▶ **Your objective**:
An exact transcription of all the data is required; the pictures are to be left out.

▶ **Task material**:

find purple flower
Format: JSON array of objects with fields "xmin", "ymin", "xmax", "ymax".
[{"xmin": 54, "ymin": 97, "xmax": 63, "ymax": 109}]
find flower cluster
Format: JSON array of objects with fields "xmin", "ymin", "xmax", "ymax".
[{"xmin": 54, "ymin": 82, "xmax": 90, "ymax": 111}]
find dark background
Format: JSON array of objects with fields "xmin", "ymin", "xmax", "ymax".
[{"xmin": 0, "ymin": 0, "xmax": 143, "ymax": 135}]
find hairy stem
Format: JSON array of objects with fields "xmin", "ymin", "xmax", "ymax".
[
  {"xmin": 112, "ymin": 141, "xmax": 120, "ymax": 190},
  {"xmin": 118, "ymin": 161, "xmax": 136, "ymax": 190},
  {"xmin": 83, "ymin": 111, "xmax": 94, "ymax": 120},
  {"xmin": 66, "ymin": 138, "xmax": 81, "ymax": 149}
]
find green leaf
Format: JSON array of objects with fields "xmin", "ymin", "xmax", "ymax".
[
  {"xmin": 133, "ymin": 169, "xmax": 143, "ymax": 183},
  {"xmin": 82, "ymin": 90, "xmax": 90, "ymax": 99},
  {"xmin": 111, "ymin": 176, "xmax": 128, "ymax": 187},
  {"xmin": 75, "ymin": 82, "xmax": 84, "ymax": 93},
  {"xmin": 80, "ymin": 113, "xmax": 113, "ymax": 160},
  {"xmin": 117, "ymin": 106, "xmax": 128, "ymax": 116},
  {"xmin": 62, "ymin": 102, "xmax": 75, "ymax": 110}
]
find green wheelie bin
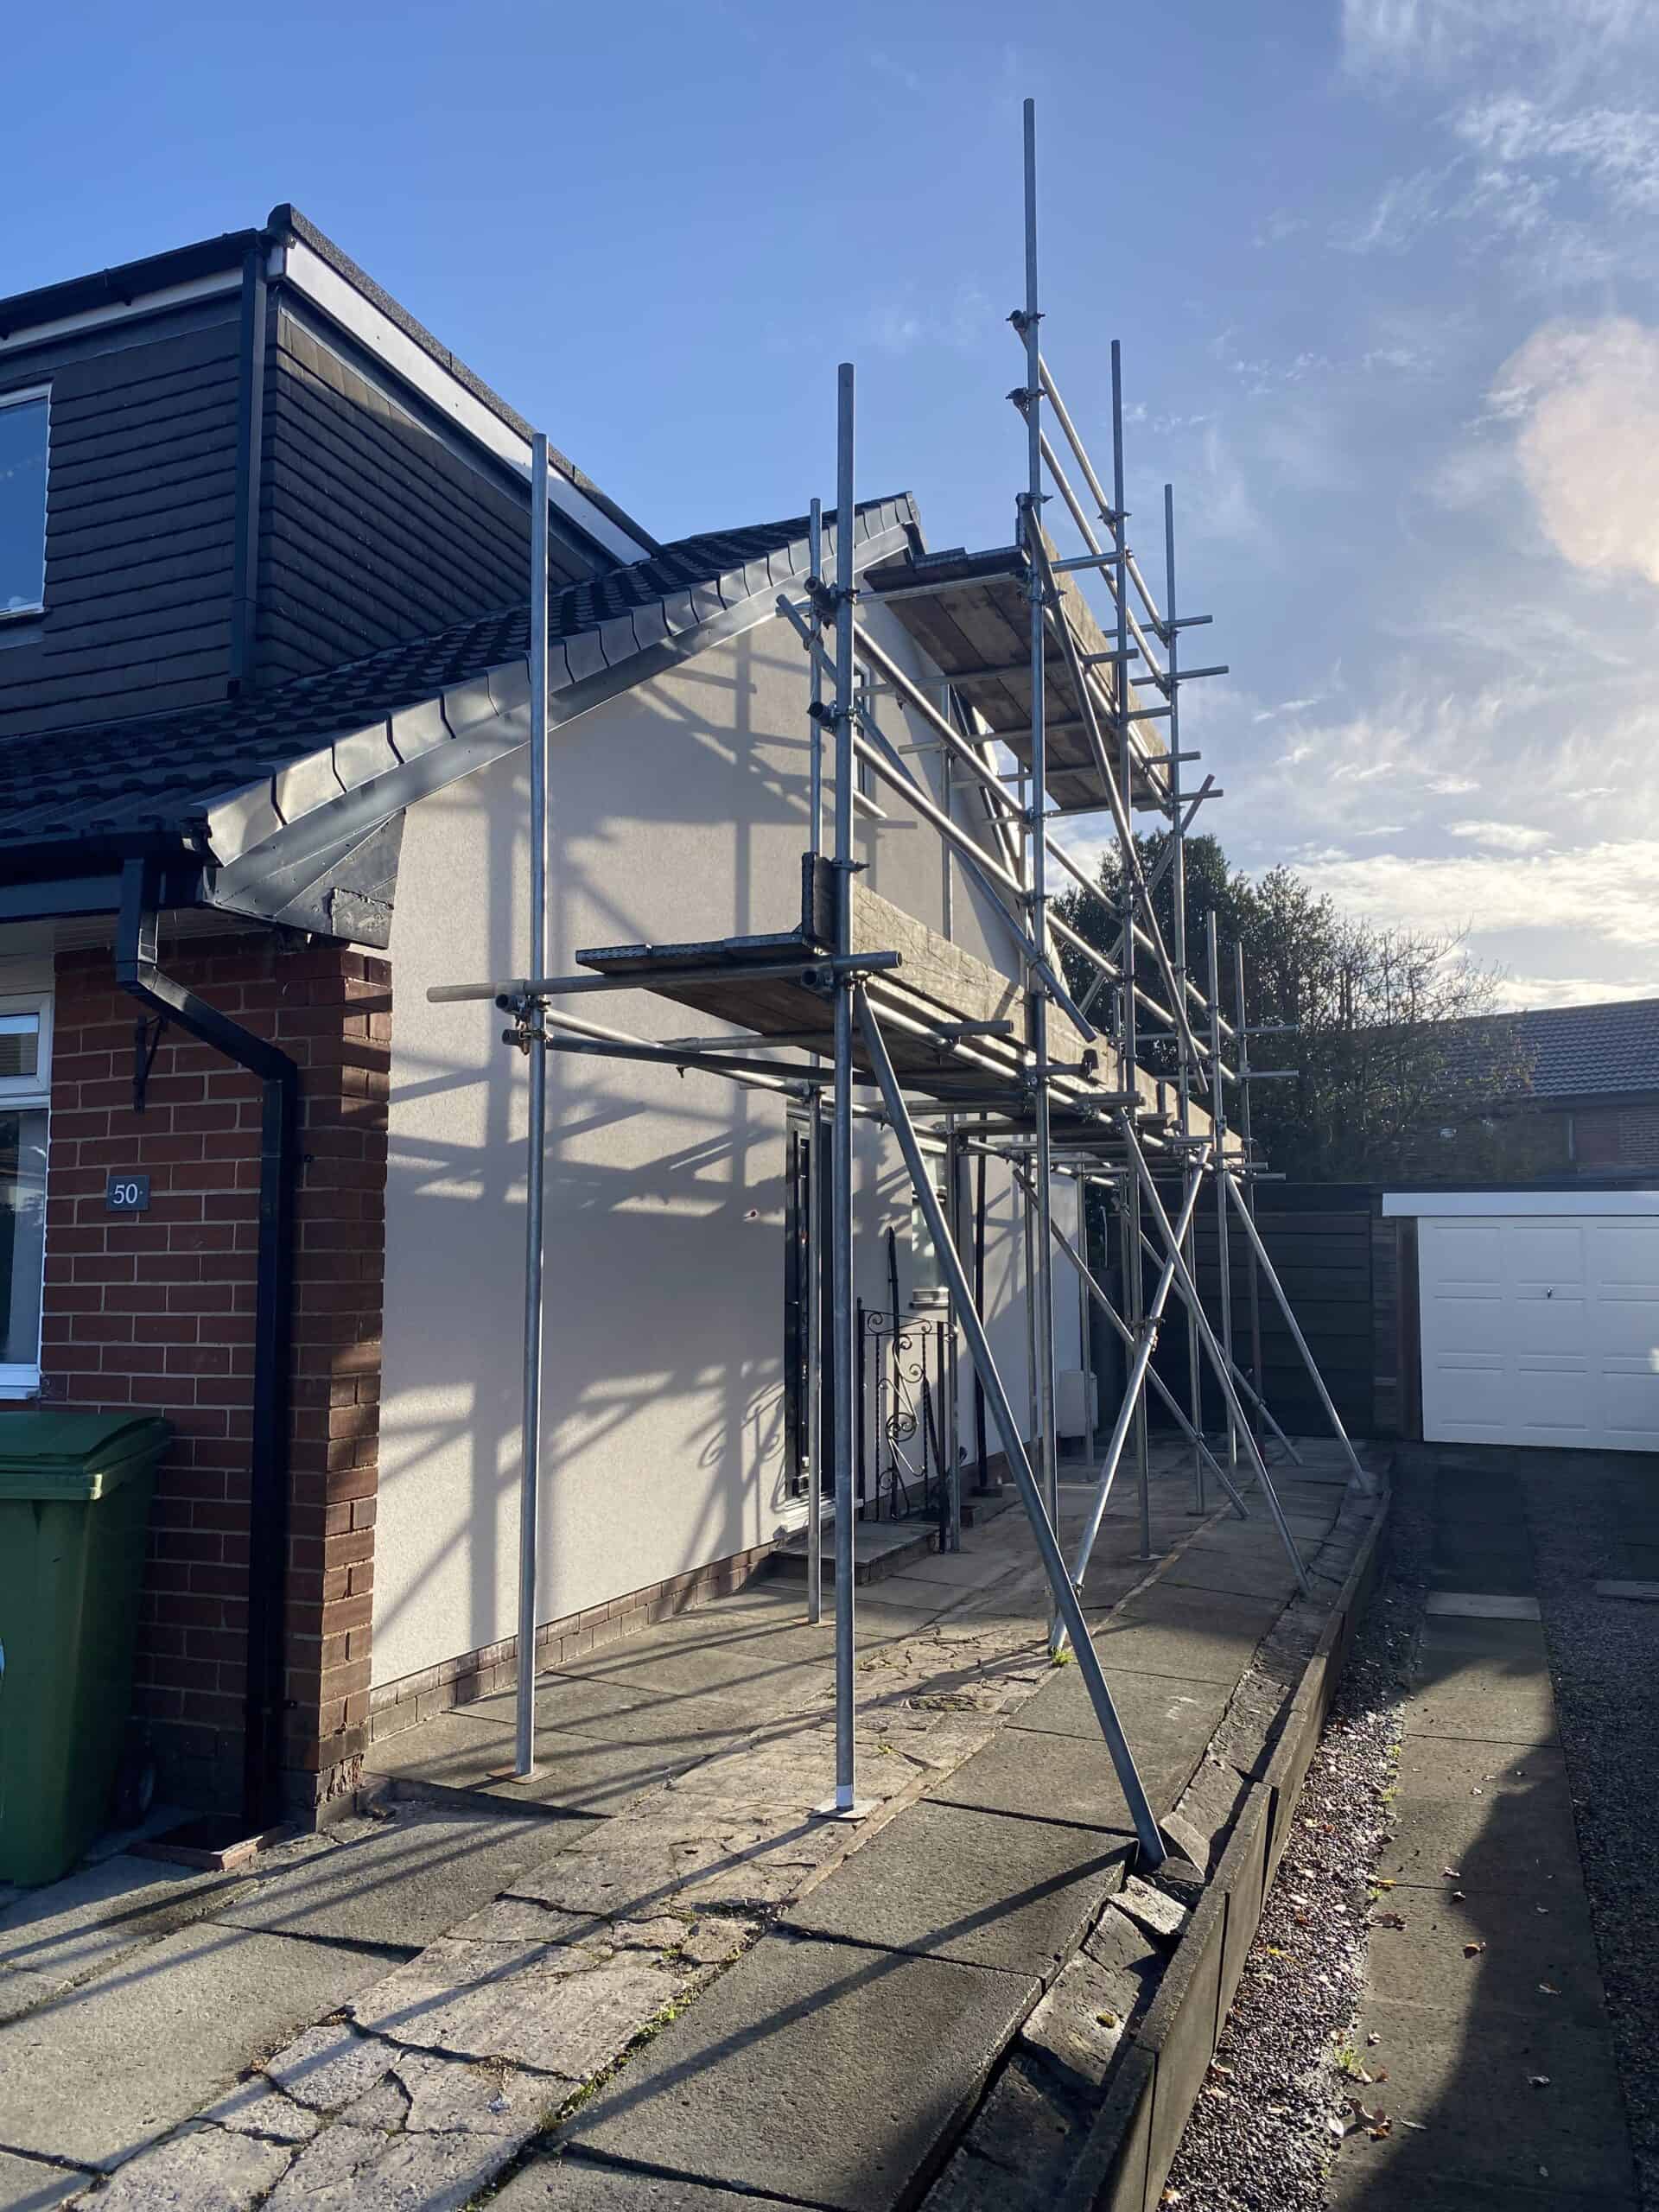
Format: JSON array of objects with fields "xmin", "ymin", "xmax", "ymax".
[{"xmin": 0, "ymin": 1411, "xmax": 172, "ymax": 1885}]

▶ **Expected output**:
find purple flower
Format: JSON array of objects with fields "xmin", "ymin", "xmax", "ymax".
[{"xmin": 54, "ymin": 97, "xmax": 63, "ymax": 109}]
find flower cluster
Format: JSON array of objects with fields "xmin", "ymin", "xmax", "ymax".
[{"xmin": 54, "ymin": 82, "xmax": 90, "ymax": 111}]
find dark background
Format: JSON array of objects with fields "xmin", "ymin", "xmax", "ymax".
[{"xmin": 0, "ymin": 0, "xmax": 143, "ymax": 135}]
find hairy stem
Format: JSON array of objects with fields "xmin", "ymin", "xmax", "ymax".
[
  {"xmin": 112, "ymin": 141, "xmax": 120, "ymax": 190},
  {"xmin": 118, "ymin": 161, "xmax": 136, "ymax": 190},
  {"xmin": 83, "ymin": 111, "xmax": 94, "ymax": 120},
  {"xmin": 66, "ymin": 138, "xmax": 81, "ymax": 149}
]
find green leaf
Format: JSON array of objects with fields "xmin", "ymin", "xmax", "ymax".
[
  {"xmin": 133, "ymin": 169, "xmax": 143, "ymax": 183},
  {"xmin": 82, "ymin": 90, "xmax": 90, "ymax": 99},
  {"xmin": 111, "ymin": 176, "xmax": 128, "ymax": 187},
  {"xmin": 75, "ymin": 82, "xmax": 84, "ymax": 93},
  {"xmin": 80, "ymin": 113, "xmax": 113, "ymax": 160},
  {"xmin": 117, "ymin": 106, "xmax": 128, "ymax": 116},
  {"xmin": 62, "ymin": 102, "xmax": 75, "ymax": 110}
]
find green wheelie bin
Format: JSON array of objects with fields "xmin", "ymin", "xmax", "ymax".
[{"xmin": 0, "ymin": 1411, "xmax": 172, "ymax": 1885}]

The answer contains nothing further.